* **SET TASK**: Recast each line of the listing below as a Markdown table with the columns Row and Line, numbering the rows in order and leaving out blank lines.

* **RECORD EXTRACTS**:
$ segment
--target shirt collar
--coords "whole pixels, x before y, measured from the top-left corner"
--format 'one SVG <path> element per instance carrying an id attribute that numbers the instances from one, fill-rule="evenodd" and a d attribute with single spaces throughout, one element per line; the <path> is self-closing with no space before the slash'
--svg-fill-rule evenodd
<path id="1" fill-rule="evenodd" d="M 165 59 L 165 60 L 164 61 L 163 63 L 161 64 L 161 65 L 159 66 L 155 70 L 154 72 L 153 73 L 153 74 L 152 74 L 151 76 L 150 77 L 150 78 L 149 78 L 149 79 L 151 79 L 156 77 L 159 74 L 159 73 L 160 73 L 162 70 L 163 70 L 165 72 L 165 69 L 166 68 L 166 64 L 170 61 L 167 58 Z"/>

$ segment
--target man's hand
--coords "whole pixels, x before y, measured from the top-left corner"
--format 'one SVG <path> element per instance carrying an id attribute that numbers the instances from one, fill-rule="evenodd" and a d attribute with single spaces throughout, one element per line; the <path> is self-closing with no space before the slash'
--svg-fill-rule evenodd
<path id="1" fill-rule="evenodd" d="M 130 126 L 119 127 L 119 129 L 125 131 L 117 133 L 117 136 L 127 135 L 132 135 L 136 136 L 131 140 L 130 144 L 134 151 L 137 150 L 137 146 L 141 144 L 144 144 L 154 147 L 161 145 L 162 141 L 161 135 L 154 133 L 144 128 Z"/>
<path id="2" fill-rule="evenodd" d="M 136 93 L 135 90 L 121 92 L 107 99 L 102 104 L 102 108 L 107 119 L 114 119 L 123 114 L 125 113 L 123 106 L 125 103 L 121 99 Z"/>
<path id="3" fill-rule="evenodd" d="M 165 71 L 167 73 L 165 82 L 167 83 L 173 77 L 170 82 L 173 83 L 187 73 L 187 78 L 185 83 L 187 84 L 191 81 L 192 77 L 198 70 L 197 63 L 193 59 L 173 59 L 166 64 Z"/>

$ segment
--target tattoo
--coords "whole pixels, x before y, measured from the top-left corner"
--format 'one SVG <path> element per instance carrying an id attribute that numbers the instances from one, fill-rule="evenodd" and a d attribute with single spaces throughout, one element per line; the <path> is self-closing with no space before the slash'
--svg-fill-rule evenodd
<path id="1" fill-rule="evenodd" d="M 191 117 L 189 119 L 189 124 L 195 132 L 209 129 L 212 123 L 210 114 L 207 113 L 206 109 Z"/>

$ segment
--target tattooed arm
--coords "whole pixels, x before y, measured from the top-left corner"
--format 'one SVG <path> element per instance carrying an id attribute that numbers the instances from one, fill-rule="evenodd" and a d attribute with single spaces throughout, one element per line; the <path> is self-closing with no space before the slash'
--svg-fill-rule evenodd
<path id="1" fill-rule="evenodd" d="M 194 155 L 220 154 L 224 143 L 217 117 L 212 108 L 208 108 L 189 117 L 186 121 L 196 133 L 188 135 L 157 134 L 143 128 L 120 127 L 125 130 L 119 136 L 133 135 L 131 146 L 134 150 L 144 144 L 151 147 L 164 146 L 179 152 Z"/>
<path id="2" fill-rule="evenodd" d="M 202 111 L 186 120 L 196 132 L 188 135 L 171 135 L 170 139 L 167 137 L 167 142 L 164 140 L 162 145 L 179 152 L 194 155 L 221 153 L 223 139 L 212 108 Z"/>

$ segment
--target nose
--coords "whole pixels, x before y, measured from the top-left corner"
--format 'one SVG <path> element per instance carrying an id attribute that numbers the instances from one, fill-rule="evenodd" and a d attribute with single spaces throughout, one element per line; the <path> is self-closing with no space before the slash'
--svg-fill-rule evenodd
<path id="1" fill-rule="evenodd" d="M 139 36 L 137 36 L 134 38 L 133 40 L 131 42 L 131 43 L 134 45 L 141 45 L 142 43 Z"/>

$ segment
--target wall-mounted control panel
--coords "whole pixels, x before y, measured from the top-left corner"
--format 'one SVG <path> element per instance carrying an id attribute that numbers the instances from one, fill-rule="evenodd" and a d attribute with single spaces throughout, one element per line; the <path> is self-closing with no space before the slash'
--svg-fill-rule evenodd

* **TASK ANSWER**:
| Row | Line |
|---|---|
| 1 | $ segment |
| 2 | --target shirt collar |
| 3 | --coords "whole pixels, x before y, measured from the top-left corner" |
| 4 | --format 'one SVG <path> element per instance carrying an id attribute that numbers the instances from one, fill-rule="evenodd" and a d attribute with single spaces throughout, one element per line; the <path> is self-closing with no space before the slash' |
| 5 | --svg-fill-rule evenodd |
| 6 | <path id="1" fill-rule="evenodd" d="M 165 59 L 165 60 L 164 61 L 163 63 L 161 64 L 161 65 L 159 66 L 155 70 L 154 72 L 153 73 L 153 74 L 152 74 L 151 76 L 150 77 L 150 78 L 149 78 L 149 79 L 151 79 L 156 77 L 159 74 L 159 73 L 160 73 L 162 70 L 163 70 L 165 72 L 165 69 L 166 68 L 166 64 L 170 61 L 167 58 Z"/> |
| 7 | $ segment |
| 8 | --target man's hand |
| 9 | --coords "whole pixels, x before y, measured from the top-left corner" |
| 10 | --format 'one SVG <path> element per instance carrying an id attribute that numbers the instances from one, fill-rule="evenodd" and a d attribute with single spaces throughout, one element per line; the <path> is self-closing with no space before the slash' |
| 11 | --svg-fill-rule evenodd |
| 12 | <path id="1" fill-rule="evenodd" d="M 130 126 L 119 127 L 119 129 L 125 131 L 117 133 L 117 136 L 127 135 L 132 135 L 136 136 L 131 140 L 130 144 L 134 151 L 137 150 L 137 146 L 141 144 L 144 144 L 154 147 L 161 145 L 162 141 L 161 135 L 154 133 L 144 128 Z"/> |
| 13 | <path id="2" fill-rule="evenodd" d="M 136 93 L 135 90 L 121 92 L 107 99 L 102 104 L 102 108 L 107 119 L 114 119 L 123 114 L 125 113 L 123 106 L 125 103 L 121 99 Z"/> |
| 14 | <path id="3" fill-rule="evenodd" d="M 165 71 L 167 73 L 165 82 L 167 83 L 173 77 L 170 82 L 173 83 L 187 73 L 187 78 L 185 83 L 187 84 L 191 81 L 192 77 L 198 70 L 197 63 L 193 59 L 173 59 L 166 64 Z"/> |
| 15 | $ segment |
| 16 | --target tattoo |
| 17 | --coords "whole pixels, x before y, measured from the top-left corner" |
| 18 | --format 'one SVG <path> element per instance carrying an id attribute that numbers the instances from one, fill-rule="evenodd" and a d attribute with single spaces throughout, one element per line; the <path> is self-closing with no space before the slash' |
| 19 | --svg-fill-rule evenodd |
| 20 | <path id="1" fill-rule="evenodd" d="M 191 117 L 189 119 L 189 124 L 195 132 L 209 129 L 212 123 L 210 114 L 207 113 L 206 109 Z"/> |
| 21 | $ segment |
| 22 | --target tattooed arm |
| 23 | --coords "whole pixels, x before y, measured from the top-left corner" |
| 24 | --format 'one SVG <path> element per instance carrying an id attribute that numbers the instances from one, fill-rule="evenodd" and a d attribute with single spaces throughout, one element per line; the <path> is self-closing with no space before the slash' |
| 25 | --svg-fill-rule evenodd |
| 26 | <path id="1" fill-rule="evenodd" d="M 194 155 L 220 154 L 224 143 L 217 117 L 212 108 L 208 108 L 189 117 L 186 121 L 196 133 L 188 135 L 157 134 L 143 128 L 120 127 L 125 130 L 119 136 L 133 135 L 131 146 L 134 150 L 144 144 L 151 147 L 164 146 L 179 152 Z"/> |
| 27 | <path id="2" fill-rule="evenodd" d="M 202 111 L 186 120 L 196 132 L 188 135 L 171 135 L 170 139 L 167 137 L 167 142 L 164 140 L 162 145 L 179 152 L 194 155 L 221 153 L 223 139 L 212 108 Z"/> |
| 28 | $ segment |
| 29 | --target nose |
| 30 | --coords "whole pixels, x before y, measured from the top-left corner" |
| 31 | --format 'one SVG <path> element per instance carrying an id attribute that numbers the instances from one, fill-rule="evenodd" and a d attribute with single spaces throughout, one element per line; the <path> is self-closing with no space before the slash' |
| 32 | --svg-fill-rule evenodd |
| 33 | <path id="1" fill-rule="evenodd" d="M 139 36 L 137 36 L 134 38 L 133 40 L 131 42 L 131 43 L 134 45 L 141 45 L 142 43 Z"/> |
| 34 | $ segment |
| 35 | --target wall-mounted control panel |
| 36 | --coords "whole pixels, x before y, measured from the top-left corner" |
| 37 | --format 'one SVG <path> element per instance carrying an id attribute that numbers the instances from one, fill-rule="evenodd" and a d attribute with single spaces throughout, one element per line; the <path> is self-closing with no space before the slash' |
| 38 | --svg-fill-rule evenodd |